Text shown section start
To understand how the surveillance data may have biassed our inference, we also performed the same phylogeographic approaches based on the original collection county/city, with unknown samples assigned an uninformative prior containing all collection locations. This inference, which is independent of outbreak records, reveals a more widespread distribution of dispersal origins during the initial epidemic wave (T1). In addition to PT, more southern locations (i.e. TN and KH) were also identified as dispersal origins (Supplementary Figure 4D). During the endemic phase (T2), the pattern is consistent with the results obtained from considering the outbreak records. Notable differences were found in routes involving locations where samples were mainly from slaughterhouses or rendering factories (i.e. NTP and TP, Supplementary Figure 4D). Estimates of persistence based on record-independent priors (Supplementary Figure 5D) and all trunk probability conditions tested (Supplementary Figure 6B-D) indicate similar results to the full data set. Taken together, these findings suggest that our observation of nationwide geographical spread is robust to both sampling and state assignment.
Location-specific factors drive the risk of viral dispersal
To identify the risk factors that facilitated the spread of clade 2.3.4.4c in Taiwan, we implemented a Generalised Linear Model (GLM) model accommodated by the time-heterogeneous discrete phylogeographic method. This allowed for estimates of predictor effect size and inclusion probability by time period. The results show that sample size is positively and significantly correlated with diffusion during the initial epidemic wave (T1, Figure 5A, RandEffect-). The number of poultry farms has a prominent inclusion probability during the endemic phase (T2), but this was not statistically significant. To account for location-specific factors, the GLM model was adjusted by adding random effects for each site, in addition to the existing predictors. The new model reduced the effects of sample size, and no further predictors were identified (Figure 5A, RandEffect+). Interestingly, the result shows that dispersal routes to high incidence counties/cities (CH, YL, CY and TN), and the direction from YL, have significant positive effects (Figure 5B). To avoid overparameterization, we conducted GLM estimations with only one of the predictors that had higher inclusion probabilities and sample size. Consistent with the full model, the reduced models that include predictors for either poultry farm, road distance, or cropland show no significant effects for these factors (Supplementary Figure 7). Furthermore, the random effects that specify directions to YL, CY, or TN are significant in all three reduced models, while the effect of the direction from YL is significant in one reduced model. The results remained consistent when the full model was examined in a time-homogeneous manner (Supplementary Figure 8). These findings suggest that location-specific factors are more likely to explain the spatial spread of the virus in Taiwan than shared agricultural risk factors.
Text shown section end
— Study questions —
a: In the text on viral spread in Taiwan, which factor was positively and significantly linked to spread during the initial epidemic wave?
b: Resume the text on viral spread in Taiwan, starting right after its last sentence.
The items have nothing to do with the text on viral spread in Taiwan.
Record set section start
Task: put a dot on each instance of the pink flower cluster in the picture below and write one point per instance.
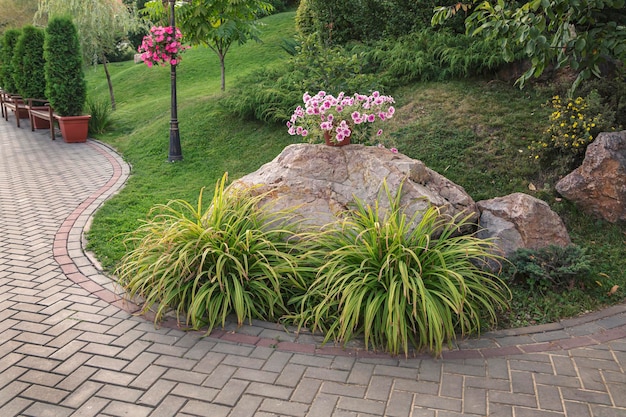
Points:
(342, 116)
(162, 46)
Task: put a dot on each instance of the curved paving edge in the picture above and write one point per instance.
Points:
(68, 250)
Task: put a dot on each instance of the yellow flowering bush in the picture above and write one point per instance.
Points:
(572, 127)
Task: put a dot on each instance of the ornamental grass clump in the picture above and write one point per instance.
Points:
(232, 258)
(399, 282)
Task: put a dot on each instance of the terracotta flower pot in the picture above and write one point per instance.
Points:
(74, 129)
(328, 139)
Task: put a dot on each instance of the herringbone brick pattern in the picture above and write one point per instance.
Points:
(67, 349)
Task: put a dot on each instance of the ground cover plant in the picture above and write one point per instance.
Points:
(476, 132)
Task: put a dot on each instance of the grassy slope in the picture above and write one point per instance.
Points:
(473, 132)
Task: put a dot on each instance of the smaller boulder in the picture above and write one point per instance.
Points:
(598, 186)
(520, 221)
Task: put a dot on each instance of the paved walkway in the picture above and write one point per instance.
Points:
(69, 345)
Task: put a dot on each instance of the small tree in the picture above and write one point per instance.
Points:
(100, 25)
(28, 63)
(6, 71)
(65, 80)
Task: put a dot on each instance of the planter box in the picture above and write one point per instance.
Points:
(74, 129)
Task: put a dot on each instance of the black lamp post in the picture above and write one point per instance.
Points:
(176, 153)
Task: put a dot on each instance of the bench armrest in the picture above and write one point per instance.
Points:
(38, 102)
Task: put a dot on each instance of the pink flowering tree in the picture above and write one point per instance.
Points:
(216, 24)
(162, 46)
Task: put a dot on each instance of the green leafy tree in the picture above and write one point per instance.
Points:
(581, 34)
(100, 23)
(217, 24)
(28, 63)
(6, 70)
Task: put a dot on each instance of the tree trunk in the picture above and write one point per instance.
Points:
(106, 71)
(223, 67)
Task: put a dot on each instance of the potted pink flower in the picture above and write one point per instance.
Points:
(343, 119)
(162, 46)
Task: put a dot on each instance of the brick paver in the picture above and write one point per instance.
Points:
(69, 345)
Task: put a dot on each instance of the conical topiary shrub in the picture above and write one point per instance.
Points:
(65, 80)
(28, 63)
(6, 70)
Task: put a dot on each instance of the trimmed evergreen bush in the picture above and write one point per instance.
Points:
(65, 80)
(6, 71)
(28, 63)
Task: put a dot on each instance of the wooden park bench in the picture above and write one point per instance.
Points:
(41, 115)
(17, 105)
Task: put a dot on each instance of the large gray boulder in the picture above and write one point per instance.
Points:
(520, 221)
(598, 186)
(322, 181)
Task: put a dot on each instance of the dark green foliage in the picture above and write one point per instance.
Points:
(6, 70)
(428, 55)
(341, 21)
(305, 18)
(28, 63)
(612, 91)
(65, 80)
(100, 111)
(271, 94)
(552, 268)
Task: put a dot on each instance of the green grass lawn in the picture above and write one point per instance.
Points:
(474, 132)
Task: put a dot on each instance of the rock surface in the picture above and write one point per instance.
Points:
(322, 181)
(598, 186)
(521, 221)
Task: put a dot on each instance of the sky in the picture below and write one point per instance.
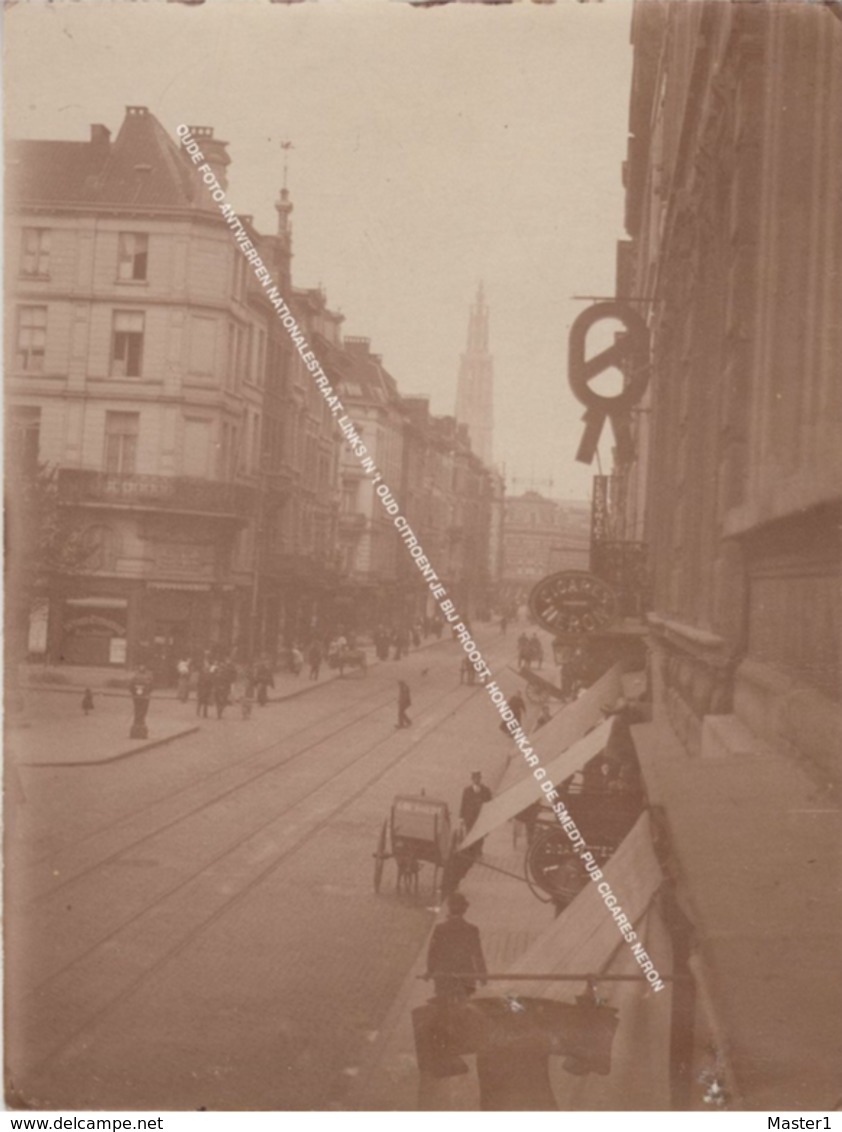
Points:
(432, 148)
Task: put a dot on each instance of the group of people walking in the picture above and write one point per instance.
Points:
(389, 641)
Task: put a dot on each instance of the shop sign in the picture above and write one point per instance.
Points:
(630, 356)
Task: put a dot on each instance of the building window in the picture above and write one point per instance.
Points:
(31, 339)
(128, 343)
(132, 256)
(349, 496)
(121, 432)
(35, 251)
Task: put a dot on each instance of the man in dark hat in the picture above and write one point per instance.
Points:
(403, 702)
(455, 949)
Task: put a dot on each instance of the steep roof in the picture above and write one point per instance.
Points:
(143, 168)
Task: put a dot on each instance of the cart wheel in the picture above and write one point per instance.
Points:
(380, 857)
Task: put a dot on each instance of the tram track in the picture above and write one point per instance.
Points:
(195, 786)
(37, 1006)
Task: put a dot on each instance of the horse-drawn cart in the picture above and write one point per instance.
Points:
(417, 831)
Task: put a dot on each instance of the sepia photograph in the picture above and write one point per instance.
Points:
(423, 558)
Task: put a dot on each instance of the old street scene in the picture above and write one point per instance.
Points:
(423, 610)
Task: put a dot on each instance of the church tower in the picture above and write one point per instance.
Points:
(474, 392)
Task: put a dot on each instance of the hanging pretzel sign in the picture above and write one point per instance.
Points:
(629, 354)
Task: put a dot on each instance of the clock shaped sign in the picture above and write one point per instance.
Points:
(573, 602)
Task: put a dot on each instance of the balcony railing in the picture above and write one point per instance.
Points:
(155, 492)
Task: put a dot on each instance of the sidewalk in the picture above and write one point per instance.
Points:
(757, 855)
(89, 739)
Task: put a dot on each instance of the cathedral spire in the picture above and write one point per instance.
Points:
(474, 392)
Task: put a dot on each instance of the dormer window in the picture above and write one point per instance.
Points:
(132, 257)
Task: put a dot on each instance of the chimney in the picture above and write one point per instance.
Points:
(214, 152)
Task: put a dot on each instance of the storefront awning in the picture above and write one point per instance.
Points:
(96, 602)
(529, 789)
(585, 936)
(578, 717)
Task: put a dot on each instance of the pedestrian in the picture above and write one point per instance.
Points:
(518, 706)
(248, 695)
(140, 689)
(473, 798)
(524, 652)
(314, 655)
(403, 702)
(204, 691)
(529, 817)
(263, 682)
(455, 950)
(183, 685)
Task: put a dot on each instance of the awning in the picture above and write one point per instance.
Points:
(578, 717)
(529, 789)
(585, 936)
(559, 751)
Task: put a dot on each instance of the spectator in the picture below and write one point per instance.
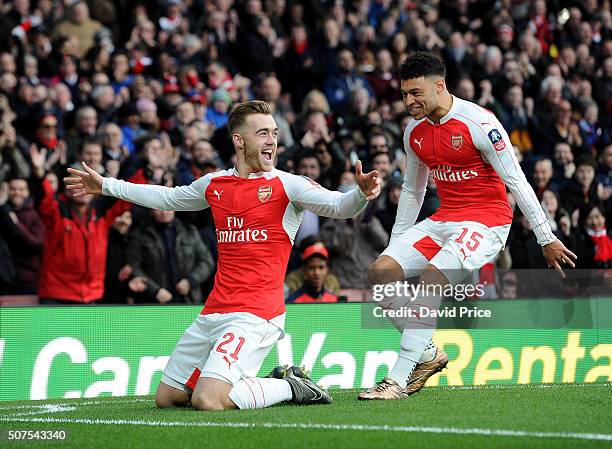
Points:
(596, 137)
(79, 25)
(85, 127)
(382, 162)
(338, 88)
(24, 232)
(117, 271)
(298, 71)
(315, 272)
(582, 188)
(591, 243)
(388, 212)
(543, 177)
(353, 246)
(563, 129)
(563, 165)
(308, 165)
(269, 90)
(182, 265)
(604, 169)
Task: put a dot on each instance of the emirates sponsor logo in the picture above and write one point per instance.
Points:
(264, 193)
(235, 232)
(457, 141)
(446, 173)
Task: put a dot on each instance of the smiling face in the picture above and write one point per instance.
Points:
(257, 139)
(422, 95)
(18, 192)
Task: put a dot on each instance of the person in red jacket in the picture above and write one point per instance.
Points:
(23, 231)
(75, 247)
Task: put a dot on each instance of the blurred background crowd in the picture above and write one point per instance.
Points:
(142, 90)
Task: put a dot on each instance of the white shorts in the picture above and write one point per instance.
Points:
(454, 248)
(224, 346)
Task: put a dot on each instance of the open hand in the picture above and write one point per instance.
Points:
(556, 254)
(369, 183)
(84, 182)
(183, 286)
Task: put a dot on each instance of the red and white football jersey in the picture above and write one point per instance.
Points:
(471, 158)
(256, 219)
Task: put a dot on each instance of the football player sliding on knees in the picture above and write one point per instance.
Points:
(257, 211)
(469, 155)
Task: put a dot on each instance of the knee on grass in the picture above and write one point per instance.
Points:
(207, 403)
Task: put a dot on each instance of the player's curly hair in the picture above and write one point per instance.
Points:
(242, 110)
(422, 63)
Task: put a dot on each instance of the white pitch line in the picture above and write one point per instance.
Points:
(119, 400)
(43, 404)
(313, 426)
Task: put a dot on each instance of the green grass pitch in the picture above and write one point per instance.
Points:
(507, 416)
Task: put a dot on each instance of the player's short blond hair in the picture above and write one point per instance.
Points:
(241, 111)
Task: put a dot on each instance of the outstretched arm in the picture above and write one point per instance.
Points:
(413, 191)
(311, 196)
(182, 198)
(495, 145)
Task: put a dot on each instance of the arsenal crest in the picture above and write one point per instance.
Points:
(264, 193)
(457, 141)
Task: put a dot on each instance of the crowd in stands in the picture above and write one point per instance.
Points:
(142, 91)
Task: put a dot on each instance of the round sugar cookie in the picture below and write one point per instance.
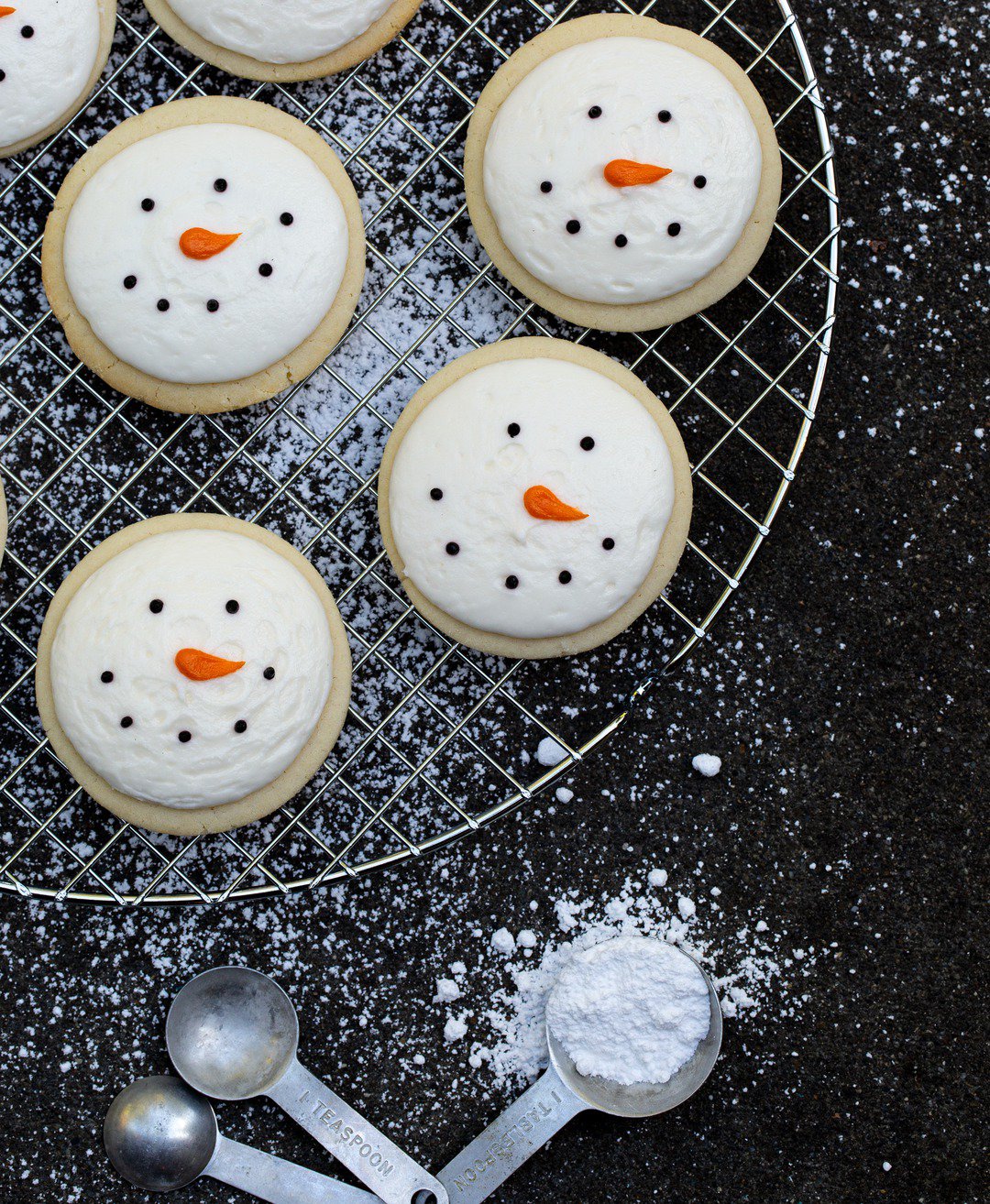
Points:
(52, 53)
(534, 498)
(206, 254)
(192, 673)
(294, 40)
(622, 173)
Record set section end
— Numbered responses —
a: Sample size.

b:
Most YL outbreaks re-emerge from endemic hotspots
The phylogeographic results suggest a pivotal role of YL county in driving outbreaks across the country. However, the determinants that distinguish YL country from other locations remain unclear. To investigate this, we evaluated re-emerging HPAI outbreaks in the persistent foci during the endemic phase (T2). Based on the practice of establishing surveillance zones after case identification21,27, hotspots were defined by overlapping buffer areas within 1 km of node locations inferred by the continuous phylogeographic methods, or within the same distance of the node plus outbreak locations (Figure 6A). When mapping new outbreaks in YL from 2019 to 2022, over 50% of these occurred within the phylogenetically-defined hotspots. Moreover, over 70% of the outbreaks were found in the hotspots defined by the phylogenies supplemented with contemporary outbreak sites (Figure 6B). The areas defined by both methods account for less than 20% of the area of YL (Supplementary Figure 9). When the buffer radius was set to 0.5 km, over 30% and 60% of the new outbreaks were still identified within the hotspots defined by the two methods, accounting for less than 10% of the county’s area (Supplementary Figure 9). When the approach is applied to four other high incidence areas in Taiwan (Figure 2B), YL shows significantly higher percentages of recurrence in the hotspots defined by the two buffer distances (Figure 6C). These findings suggest that the inability to interrupt transmission within the county has led to the development of an endemic focus of persistent viral circulation in YL.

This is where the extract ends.